● What this task involves
Take the entries below and print, exactly, the stretch from the line containing "# sample shape, e.g. [[235, 198]]" through the line containing "# sample shape, e.g. [[453, 76]]", both included.

═════ The input ═════

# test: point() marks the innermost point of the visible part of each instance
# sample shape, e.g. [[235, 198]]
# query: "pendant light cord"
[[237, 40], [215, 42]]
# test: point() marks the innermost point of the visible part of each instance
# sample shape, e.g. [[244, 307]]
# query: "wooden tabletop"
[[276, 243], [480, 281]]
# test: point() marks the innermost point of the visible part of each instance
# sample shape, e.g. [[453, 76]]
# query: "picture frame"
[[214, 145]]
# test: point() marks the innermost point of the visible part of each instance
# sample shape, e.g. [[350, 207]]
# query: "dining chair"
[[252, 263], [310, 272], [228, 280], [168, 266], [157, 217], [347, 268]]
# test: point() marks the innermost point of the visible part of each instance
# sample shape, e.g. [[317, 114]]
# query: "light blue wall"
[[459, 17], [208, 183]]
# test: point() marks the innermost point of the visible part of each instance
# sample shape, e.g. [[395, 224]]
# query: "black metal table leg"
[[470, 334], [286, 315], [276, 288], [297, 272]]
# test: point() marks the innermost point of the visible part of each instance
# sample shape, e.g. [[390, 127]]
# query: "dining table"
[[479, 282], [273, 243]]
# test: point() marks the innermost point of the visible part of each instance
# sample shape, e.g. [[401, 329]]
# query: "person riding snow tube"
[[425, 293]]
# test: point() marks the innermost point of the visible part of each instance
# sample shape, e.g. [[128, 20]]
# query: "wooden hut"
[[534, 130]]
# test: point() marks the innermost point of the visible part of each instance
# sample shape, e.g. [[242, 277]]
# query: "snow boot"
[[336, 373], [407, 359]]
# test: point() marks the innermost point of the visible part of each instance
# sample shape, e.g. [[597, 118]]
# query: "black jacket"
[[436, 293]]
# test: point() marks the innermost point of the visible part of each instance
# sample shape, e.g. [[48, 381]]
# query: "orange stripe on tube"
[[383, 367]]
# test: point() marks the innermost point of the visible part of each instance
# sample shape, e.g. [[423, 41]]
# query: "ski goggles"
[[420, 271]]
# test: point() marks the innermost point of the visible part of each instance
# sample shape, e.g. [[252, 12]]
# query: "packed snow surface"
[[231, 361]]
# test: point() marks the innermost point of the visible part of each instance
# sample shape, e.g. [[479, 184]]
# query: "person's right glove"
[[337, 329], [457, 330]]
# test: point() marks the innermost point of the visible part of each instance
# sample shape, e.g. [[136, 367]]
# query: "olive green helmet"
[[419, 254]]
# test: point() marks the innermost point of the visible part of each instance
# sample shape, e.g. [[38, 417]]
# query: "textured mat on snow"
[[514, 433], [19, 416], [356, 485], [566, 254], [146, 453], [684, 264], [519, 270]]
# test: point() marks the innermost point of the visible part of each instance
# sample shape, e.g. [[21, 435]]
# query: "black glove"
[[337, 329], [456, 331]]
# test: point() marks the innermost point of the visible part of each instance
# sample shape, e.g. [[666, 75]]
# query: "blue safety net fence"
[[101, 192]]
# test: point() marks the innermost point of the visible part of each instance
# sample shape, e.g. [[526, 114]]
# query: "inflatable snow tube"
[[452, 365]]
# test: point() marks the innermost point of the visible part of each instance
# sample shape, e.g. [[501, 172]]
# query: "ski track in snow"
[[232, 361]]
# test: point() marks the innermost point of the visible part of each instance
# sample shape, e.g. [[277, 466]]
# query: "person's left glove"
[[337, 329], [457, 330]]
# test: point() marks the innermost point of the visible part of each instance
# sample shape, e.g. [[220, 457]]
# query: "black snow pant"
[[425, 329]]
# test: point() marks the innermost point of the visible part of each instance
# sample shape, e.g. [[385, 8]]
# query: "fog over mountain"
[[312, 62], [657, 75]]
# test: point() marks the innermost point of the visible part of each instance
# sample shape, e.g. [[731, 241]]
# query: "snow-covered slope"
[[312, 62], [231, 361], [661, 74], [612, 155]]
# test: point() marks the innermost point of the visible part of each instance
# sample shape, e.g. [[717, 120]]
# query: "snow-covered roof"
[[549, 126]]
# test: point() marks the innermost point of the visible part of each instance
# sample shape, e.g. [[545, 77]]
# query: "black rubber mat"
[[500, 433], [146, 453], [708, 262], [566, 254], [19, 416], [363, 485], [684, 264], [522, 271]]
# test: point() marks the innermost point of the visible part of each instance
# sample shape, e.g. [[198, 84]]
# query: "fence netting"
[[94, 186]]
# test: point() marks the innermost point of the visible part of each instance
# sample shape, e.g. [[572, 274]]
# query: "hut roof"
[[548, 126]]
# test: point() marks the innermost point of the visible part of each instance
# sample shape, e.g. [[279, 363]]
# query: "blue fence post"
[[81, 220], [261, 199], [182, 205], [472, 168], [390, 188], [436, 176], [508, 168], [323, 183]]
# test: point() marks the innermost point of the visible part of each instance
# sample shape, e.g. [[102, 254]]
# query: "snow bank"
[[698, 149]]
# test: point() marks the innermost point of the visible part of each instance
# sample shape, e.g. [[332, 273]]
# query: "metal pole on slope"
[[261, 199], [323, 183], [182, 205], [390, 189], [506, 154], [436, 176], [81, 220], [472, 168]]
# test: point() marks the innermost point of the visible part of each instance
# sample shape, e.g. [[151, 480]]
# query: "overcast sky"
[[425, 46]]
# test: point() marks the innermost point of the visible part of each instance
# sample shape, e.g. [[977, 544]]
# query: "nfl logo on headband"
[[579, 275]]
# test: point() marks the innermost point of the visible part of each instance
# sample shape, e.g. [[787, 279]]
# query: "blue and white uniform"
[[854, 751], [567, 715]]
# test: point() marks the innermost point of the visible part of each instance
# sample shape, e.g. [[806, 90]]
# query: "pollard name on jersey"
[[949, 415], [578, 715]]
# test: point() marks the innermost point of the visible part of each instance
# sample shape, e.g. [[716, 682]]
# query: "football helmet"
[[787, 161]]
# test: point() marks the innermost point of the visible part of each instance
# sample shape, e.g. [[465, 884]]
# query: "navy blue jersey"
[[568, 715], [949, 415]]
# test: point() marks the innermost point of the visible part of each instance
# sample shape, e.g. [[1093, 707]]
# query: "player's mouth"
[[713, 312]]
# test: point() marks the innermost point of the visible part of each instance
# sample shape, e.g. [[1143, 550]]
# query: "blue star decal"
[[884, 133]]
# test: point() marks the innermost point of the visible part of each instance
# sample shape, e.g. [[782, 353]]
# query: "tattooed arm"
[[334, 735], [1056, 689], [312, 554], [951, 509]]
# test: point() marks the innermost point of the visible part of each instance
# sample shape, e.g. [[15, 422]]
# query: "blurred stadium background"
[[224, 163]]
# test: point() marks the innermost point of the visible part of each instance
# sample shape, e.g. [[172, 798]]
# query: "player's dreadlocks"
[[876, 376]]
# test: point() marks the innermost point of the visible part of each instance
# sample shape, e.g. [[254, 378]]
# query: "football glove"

═════

● Written response
# sample shape, e.g. [[235, 198]]
# query: "pendant light cord"
[[237, 40], [215, 42]]
# test: point() marks the innermost point of the visible part of each instance
# sample shape, e.g. [[244, 307]]
# query: "wooden tabletop"
[[276, 243], [480, 281]]
# test: point() marks the innermost point of the visible part of each instance
# sample shape, e.g. [[453, 76]]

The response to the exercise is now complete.